AUFGABE A:
Kopiere aus der Buchbesprechung wortgetreu den Abschnitt von "Es wird zwar" bis "die Kindererziehung ausübte.".

BUCHBESPRECHUNG:
Es wird zwar einen Wohltätigkeitsbasar organisiert und umworben, aber ansonsten sind die Themen, mit denen sich diese wohlhabenden Amerikanerinnen beschäftigen, recht einfach. Man merkt einfach, dass sie viel zu viel Zeit haben, um sich über den Alltag zu sehr auszulassen. Die Autorin spiegelt diesen Alltag in ihrem Roman wieder. Aus dem Anhang ist zu entnehmen, dass das Buch zwar eine Fiktion sei, aber sie auch Erfahrungswerte mit einfließen ließ, da die Eltern von Kathryn Stockett selbst eine farbige Bedienstete bei sich angestellt hielten, die auch einen großen Einfluss auf die Kindererziehung ausübte.
Das Buch enthält also keine soziologische Feldstudie über den Rassismus aus den Südstaaten in Missisipi, wie ich erst glaubte... .
Zur Erinnerung noch einmal der Klappentext
Mississippi, 1962: Die junge Skeeter wünscht sich nur eins: Sie will weg aus dem engen Jackson und als Journalistin in New York leben. Um etwas zu verändern, verbündet sie sich mit zwei schwarzen Dienstmädchen: Aibileen zieht die Kinder ihrer Arbeitgeber auf – das Tafelsilber darf sie aber nicht berühren. Und Minny ist auf der Suche nach einer neuen Stelle. Sie ist bekannt für ihre Kochkünste, aber sie ist auch gefürchtet: Denn Minny trägt das Herz auf der Zunge. Gemeinsam beschließen die drei Frauen, gegen die Konventionen ihrer Zeit zu verstoßen und etwas zu wagen. Denn sie alle haben das Gefühl zu ersticken und wollen etwas verändern – in ihrer Stadt und in ihrem eigenen Leben.

EINGABEDATEN:
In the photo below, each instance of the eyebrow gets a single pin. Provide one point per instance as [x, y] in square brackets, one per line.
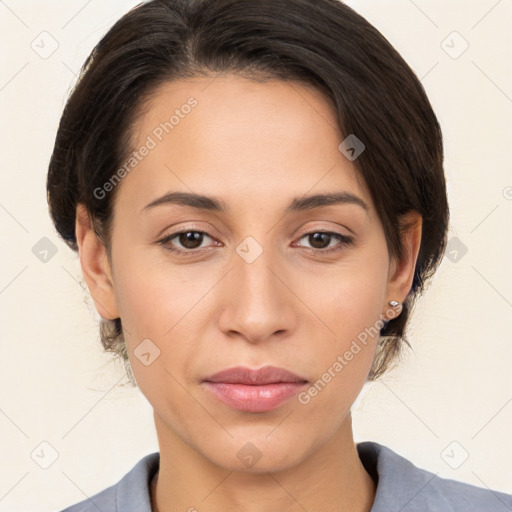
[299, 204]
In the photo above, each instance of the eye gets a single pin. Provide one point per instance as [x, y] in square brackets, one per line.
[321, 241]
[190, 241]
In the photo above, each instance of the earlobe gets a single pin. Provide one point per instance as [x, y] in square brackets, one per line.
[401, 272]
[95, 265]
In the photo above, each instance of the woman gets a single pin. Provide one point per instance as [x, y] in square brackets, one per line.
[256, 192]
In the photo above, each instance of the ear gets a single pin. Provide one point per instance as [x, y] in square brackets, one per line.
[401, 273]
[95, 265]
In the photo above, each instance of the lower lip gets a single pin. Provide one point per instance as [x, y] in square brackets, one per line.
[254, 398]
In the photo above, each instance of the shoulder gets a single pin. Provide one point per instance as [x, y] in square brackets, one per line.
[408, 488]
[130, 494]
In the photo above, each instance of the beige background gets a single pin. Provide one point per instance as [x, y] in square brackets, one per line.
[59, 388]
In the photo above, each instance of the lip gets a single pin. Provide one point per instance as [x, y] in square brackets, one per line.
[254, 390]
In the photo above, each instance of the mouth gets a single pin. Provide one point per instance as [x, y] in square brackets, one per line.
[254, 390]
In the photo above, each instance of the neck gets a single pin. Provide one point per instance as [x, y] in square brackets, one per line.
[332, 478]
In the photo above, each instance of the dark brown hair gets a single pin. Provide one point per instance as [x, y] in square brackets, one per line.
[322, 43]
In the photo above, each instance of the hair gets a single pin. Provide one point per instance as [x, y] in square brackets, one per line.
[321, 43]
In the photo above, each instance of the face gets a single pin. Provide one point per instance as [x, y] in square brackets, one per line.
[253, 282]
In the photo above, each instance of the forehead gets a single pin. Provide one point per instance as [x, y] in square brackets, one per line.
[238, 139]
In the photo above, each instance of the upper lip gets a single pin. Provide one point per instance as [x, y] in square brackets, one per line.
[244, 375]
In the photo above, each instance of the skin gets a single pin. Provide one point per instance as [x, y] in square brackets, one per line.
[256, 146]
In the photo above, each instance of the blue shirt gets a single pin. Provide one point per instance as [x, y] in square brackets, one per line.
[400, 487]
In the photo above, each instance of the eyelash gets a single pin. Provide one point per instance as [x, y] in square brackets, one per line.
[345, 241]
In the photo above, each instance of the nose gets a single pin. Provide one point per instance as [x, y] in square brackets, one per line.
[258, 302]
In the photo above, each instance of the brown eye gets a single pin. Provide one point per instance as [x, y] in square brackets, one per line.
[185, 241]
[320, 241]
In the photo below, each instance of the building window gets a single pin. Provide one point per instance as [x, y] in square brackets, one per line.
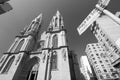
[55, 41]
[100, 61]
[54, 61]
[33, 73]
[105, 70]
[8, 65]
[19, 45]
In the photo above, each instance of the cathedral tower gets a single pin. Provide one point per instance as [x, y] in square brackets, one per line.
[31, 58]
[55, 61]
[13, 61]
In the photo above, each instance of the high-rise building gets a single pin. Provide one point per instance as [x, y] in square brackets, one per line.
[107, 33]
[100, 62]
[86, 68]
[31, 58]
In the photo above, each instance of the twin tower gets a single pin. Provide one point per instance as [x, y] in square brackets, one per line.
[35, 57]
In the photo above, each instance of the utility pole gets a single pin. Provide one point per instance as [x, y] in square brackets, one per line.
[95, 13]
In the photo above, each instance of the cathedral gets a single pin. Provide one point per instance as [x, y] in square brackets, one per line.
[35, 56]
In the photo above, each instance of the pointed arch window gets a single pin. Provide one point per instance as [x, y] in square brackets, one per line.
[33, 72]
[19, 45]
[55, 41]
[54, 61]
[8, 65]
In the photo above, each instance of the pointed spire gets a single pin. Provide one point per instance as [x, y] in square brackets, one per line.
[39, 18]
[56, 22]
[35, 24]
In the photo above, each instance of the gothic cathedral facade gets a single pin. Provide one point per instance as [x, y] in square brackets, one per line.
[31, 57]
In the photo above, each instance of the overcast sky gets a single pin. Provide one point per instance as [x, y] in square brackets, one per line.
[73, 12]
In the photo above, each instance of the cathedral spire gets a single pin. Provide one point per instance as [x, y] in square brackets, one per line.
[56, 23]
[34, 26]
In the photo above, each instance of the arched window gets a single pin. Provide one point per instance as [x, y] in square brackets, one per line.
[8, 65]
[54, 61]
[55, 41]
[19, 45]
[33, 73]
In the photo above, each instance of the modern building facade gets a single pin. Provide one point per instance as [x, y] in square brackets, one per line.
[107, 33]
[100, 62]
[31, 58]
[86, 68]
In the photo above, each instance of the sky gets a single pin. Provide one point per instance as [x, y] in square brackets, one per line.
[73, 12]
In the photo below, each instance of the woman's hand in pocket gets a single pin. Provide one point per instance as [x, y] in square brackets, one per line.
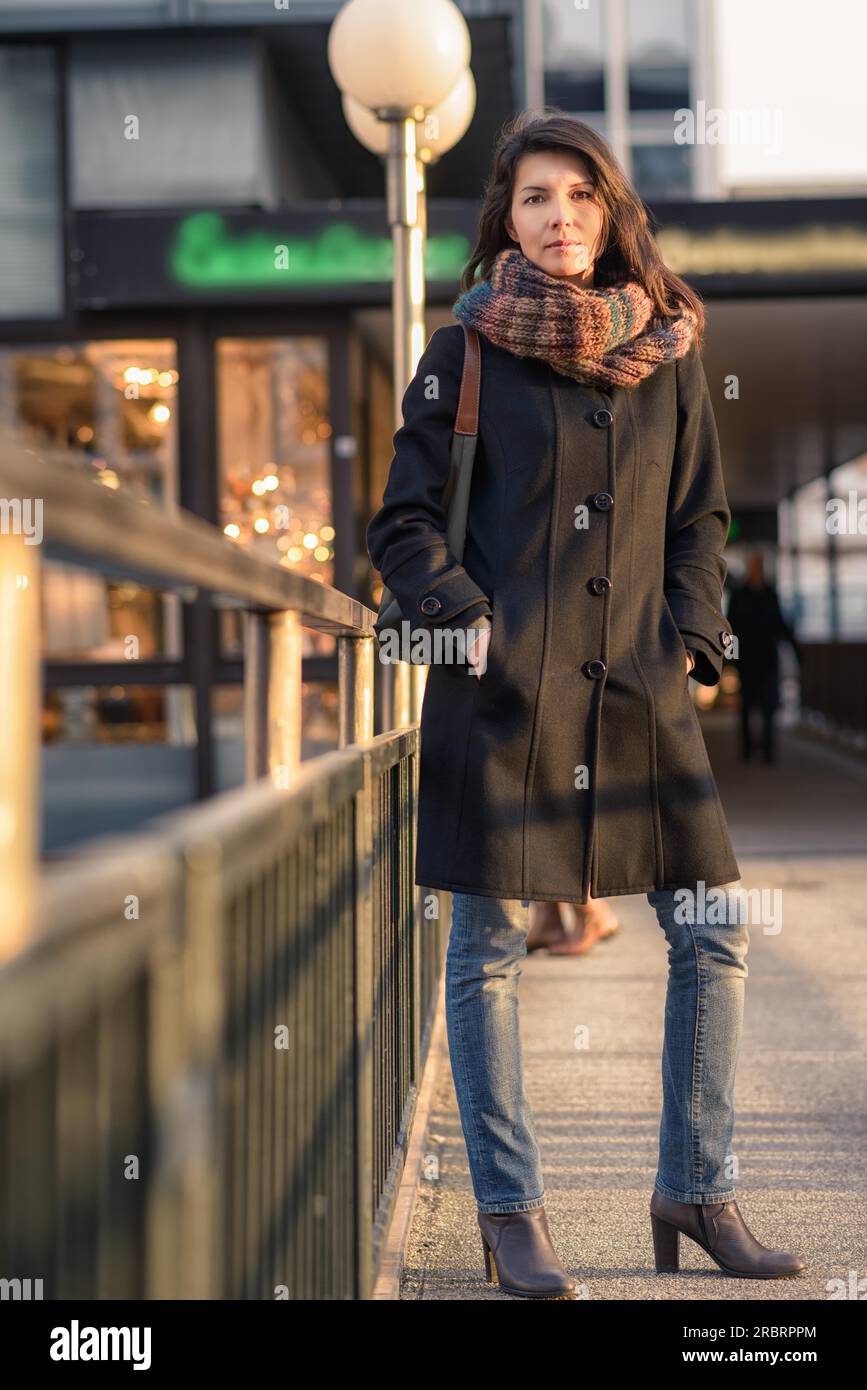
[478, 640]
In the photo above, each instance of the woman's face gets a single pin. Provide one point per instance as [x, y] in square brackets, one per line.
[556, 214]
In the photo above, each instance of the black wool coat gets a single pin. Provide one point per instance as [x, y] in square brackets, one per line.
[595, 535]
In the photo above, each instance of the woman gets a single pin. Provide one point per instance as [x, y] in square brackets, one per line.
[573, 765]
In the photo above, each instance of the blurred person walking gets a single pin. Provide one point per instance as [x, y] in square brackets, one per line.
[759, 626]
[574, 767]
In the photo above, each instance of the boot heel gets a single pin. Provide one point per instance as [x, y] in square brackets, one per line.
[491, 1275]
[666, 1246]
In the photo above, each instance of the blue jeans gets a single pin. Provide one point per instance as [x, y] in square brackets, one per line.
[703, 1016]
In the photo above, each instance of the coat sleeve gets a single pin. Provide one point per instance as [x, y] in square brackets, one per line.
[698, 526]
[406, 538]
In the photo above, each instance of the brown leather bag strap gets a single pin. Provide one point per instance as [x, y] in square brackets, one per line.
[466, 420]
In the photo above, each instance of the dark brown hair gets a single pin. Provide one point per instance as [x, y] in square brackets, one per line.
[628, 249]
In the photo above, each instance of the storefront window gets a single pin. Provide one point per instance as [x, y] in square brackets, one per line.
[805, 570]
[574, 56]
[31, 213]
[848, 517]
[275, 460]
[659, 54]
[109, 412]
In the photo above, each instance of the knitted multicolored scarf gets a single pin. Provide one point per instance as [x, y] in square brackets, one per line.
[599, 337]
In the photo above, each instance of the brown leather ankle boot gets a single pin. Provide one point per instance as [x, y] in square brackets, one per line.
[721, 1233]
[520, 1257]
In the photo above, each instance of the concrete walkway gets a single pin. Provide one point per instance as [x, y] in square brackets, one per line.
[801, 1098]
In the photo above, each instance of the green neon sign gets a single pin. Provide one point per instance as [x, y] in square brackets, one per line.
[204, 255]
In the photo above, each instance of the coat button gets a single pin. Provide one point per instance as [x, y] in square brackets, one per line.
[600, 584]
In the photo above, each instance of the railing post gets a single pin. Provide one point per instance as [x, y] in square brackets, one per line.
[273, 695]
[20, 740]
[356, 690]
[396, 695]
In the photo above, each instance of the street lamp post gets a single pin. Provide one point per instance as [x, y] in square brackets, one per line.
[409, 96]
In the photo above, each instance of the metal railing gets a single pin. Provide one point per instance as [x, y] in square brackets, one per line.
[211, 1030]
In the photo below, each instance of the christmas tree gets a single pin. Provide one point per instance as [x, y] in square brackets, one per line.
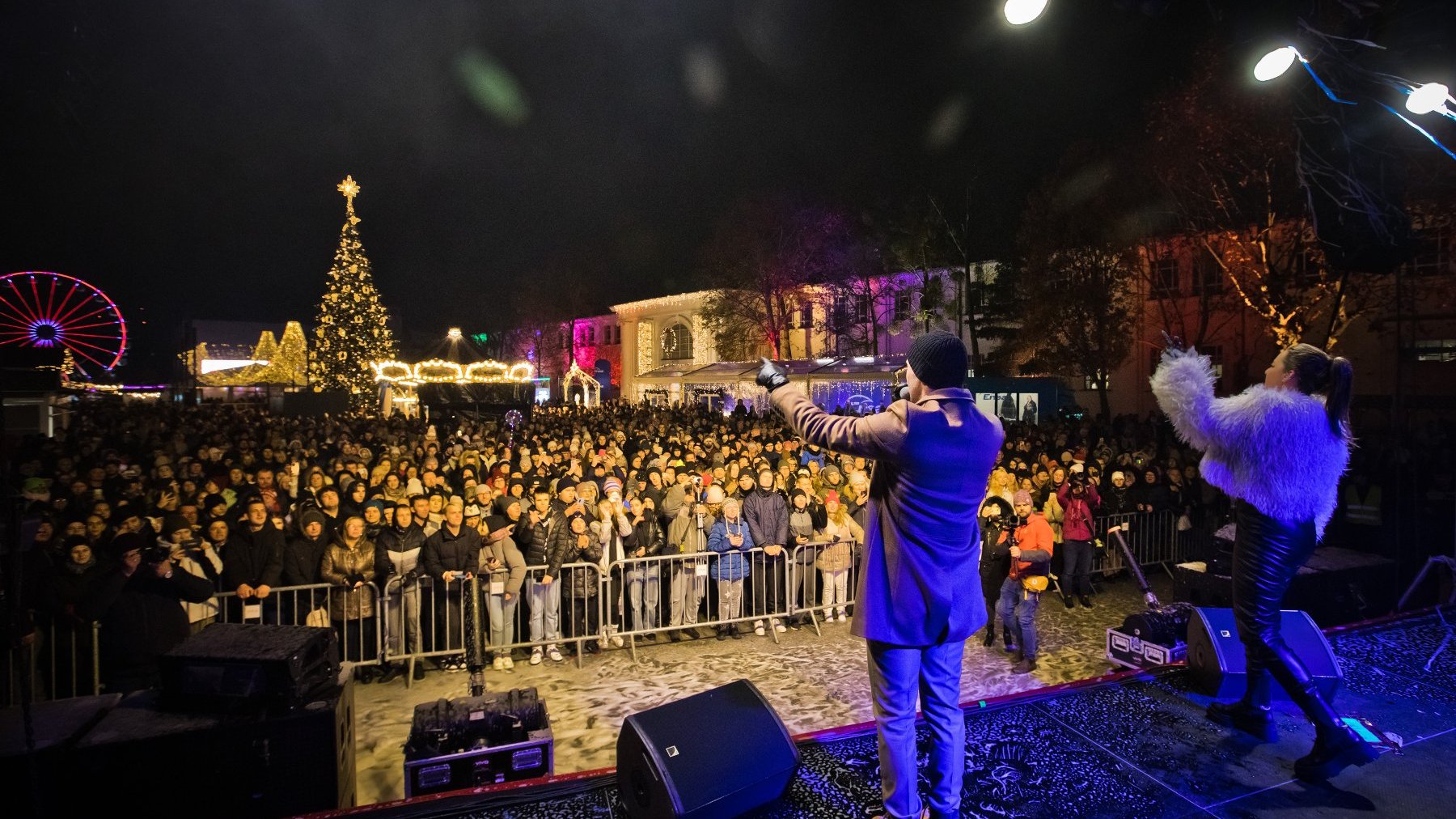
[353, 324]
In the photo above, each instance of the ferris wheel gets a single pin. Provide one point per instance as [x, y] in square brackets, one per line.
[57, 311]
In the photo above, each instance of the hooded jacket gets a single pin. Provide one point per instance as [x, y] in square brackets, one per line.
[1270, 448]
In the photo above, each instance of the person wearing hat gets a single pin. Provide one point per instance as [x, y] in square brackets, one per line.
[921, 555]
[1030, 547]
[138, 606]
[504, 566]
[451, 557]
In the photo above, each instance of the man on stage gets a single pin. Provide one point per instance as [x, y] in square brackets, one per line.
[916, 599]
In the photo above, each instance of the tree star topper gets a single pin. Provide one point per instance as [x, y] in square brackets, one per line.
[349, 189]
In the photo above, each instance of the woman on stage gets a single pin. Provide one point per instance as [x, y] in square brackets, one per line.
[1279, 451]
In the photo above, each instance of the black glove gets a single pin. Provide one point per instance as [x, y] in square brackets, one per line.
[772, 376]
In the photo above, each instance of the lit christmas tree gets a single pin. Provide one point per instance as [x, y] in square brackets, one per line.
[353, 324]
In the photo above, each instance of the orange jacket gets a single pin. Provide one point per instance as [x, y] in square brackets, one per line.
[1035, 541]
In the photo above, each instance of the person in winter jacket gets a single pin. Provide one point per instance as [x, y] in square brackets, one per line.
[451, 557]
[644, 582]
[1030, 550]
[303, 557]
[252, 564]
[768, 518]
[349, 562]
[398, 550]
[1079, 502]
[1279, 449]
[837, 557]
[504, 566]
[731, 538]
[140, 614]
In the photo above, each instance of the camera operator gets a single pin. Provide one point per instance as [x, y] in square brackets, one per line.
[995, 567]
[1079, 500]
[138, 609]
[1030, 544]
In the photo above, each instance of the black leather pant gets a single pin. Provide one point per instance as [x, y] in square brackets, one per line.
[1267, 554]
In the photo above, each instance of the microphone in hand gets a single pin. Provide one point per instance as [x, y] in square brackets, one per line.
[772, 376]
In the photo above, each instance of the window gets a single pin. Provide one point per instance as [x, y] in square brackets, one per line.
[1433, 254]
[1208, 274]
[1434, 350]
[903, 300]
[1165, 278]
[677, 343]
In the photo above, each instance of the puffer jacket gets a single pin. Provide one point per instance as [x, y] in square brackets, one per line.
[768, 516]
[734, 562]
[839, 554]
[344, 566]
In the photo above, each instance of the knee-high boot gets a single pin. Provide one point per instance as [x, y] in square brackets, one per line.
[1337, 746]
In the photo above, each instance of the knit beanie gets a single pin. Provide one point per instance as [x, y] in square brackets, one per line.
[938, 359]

AUFGABE B:
Such aus den Zeilen oben alle heraus, in denen die Zeichenfolge "high" vorkommt, und gib sie unverändert wieder. Groß- und Kleinschreibung zählt dabei.

MUSTERLÖSUNG A:
Es wird zwar einen Wohltätigkeitsbasar organisiert und umworben, aber ansonsten sind die Themen, mit denen sich diese wohlhabenden Amerikanerinnen beschäftigen, recht einfach. Man merkt einfach, dass sie viel zu viel Zeit haben, um sich über den Alltag zu sehr auszulassen. Die Autorin spiegelt diesen Alltag in ihrem Roman wieder. Aus dem Anhang ist zu entnehmen, dass das Buch zwar eine Fiktion sei, aber sie auch Erfahrungswerte mit einfließen ließ, da die Eltern von Kathryn Stockett selbst eine farbige Bedienstete bei sich angestellt hielten, die auch einen großen Einfluss auf die Kindererziehung ausübte.

MUSTERLÖSUNG B:
In the photo above, each instance of the high-rise building gets a single pin. Provide one point per instance as [x, y] in square brackets, one per line.
In the photo above, each instance of the knee-high boot gets a single pin. Provide one point per instance as [x, y] in square brackets, one per line.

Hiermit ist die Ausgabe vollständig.